- [Exercise]: Pictures are to be left out; everything else in the records must be repeated exactly.

- [Data]:
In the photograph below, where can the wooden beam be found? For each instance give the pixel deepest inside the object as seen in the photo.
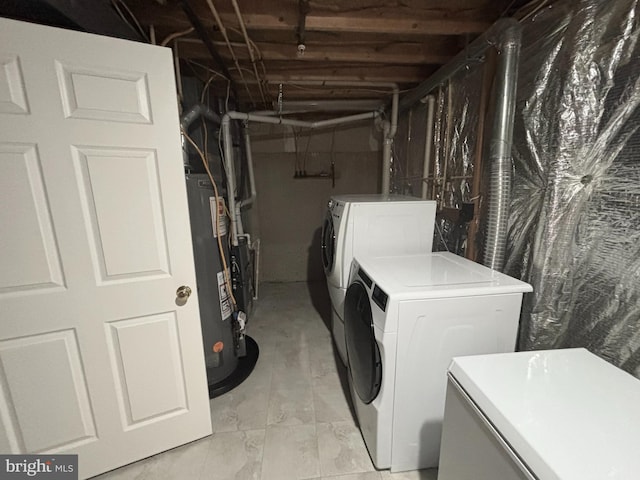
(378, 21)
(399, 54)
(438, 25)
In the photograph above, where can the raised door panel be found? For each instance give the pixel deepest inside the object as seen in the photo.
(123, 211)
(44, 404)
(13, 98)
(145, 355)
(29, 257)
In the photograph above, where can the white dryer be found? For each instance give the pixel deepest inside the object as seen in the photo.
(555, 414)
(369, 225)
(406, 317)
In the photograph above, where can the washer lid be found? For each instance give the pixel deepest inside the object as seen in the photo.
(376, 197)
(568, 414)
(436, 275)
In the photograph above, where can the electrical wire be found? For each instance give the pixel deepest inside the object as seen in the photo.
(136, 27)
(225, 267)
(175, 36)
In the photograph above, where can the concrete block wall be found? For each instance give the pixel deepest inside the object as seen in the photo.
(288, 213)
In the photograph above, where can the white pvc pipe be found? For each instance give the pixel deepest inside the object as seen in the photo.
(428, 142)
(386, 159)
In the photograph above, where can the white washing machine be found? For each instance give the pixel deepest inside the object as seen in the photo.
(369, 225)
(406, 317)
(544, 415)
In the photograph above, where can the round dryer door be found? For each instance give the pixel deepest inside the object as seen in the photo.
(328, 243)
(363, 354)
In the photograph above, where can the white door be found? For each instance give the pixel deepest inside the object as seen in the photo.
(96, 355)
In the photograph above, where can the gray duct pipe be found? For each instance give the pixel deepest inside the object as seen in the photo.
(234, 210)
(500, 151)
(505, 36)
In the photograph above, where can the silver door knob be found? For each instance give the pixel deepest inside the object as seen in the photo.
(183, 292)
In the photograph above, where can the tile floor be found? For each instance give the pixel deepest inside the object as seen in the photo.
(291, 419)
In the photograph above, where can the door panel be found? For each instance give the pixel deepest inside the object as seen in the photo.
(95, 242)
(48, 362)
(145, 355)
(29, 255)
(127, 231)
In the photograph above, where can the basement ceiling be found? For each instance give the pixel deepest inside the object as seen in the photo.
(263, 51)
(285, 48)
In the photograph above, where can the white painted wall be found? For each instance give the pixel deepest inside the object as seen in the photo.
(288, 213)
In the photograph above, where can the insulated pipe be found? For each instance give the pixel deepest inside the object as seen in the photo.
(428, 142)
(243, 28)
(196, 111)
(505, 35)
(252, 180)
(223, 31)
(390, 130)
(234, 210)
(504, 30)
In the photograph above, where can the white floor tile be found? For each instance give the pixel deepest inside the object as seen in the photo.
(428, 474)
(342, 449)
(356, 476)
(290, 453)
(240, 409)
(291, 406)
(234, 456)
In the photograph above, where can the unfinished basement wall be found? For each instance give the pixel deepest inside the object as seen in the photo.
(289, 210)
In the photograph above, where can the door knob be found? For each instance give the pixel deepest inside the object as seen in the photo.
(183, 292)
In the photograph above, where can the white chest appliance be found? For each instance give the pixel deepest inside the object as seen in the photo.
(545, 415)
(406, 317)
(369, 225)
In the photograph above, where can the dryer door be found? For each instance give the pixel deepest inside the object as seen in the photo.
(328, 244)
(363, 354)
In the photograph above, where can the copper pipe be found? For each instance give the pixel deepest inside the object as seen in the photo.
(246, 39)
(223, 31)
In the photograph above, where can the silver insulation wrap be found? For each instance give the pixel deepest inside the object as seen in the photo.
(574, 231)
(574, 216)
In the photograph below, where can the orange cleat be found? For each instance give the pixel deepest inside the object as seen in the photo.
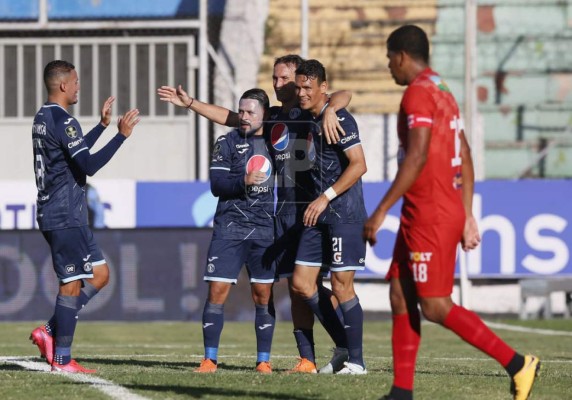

- [Written response]:
In the photograph below, where can the wooden beam be found? For each instance give the pixel deepest inside the object as seen in the photo.
(378, 21)
(399, 54)
(438, 25)
In the photograph above, where can the raised door panel be found? For each instance give the pixel deepest inside the object as seen in the photo.
(123, 211)
(44, 404)
(13, 98)
(145, 355)
(29, 257)
In the photograph above, where can the white dryer be found? For each instance give the pixel deepest inside the object as seen in the photo.
(555, 414)
(369, 225)
(406, 317)
In the photograph above, where can the washer lid be found? For each instance give the pixel deepest inside the object as seen in the photo.
(376, 197)
(568, 414)
(436, 275)
In the photograph above, where can the electrical wire be found? For each instance give the pixel deepest inside the object as seen in the photo.
(136, 27)
(225, 267)
(175, 36)
In the photograph above, where can the concrete block wall be found? For each instance give the pixel deepest inside the object as seen in the photo.
(288, 213)
In the photograph above, where can the white pvc pipe be found? For each instance give the pixel deepest inside the object as seen in the photo.
(428, 142)
(386, 159)
In the photograph above, where can the white washing machine be found? For each instance give the pixel deepest inside the object as seen in the photo.
(369, 225)
(406, 317)
(544, 415)
In the photograph above, where can the round dryer door be found? For each instance give the pixel deepest inside the object as seen in the photo.
(328, 243)
(363, 354)
In the photograph above, where can the white door be found? For each instance give the pixel deepest inside the object as seen in the photo.
(96, 355)
In the photograph above, where can the gray duct pipe be found? For each instance give the pixel deepest inside the object as seen in the photo.
(234, 210)
(500, 151)
(505, 36)
In the photograph above, where can the silver door knob be found? For each instance give the pixel deepest inside the object as seen in the photo.
(183, 292)
In the photograph above, where can the tile floor be found? For each instance give the pixel deepest inside the object as seen in the photo.
(291, 419)
In the photograph above, where can the door panel be found? For each instance give the pixel deepest inside the object as seen in the photo.
(95, 242)
(48, 362)
(145, 355)
(29, 255)
(127, 231)
In the photograph above, where can the basement ceiling be found? For each instance give the pixel deepest inside the object as seen in the photo.
(263, 51)
(285, 48)
In the photograph above, where can the white painted wall be found? For each instance give the pixel deepest inside the object as seen in the photo.
(288, 213)
In the photograph above, where can the insulated pipe be found? For each instance give the pixel deepest inside the object as seen in the photo.
(428, 142)
(243, 28)
(196, 111)
(505, 35)
(252, 180)
(223, 31)
(390, 130)
(234, 210)
(504, 30)
In the photograph above, where can the white floor tile be found? For each instance give the pixel deepest inside the object as seen in the photo.
(428, 474)
(342, 449)
(356, 476)
(290, 453)
(240, 409)
(291, 406)
(234, 456)
In the photograph above, where can the unfinished basement wall be found? For each instance give the pixel deepest inside the object as seen in the photo.
(289, 210)
In the photograph above, where can the door knob be found? For each instance give the pixel deepest inside the object as seen in the photo.
(183, 292)
In the photograph above, where can the white chest appliance be found? For each instance give the pixel deepest inside the object as seen in the photo.
(545, 415)
(406, 317)
(369, 225)
In the photograph above, where can the dryer door be found? For each instance give the pixel deepest inside the object as seen in the photo.
(328, 244)
(363, 354)
In the photograph above, where can the copper pipe be found? For each instance give the pixel deepest inside the object as seen in the photo.
(246, 39)
(223, 31)
In the photograph above, where can the silver insulation wrap be found? For each instance give the pixel deepest inside the object as seen in the photo.
(574, 231)
(574, 216)
In the photograph below, where can the orange cleat be found? For each instance give the pixel deepest inside the object as seen in the photo.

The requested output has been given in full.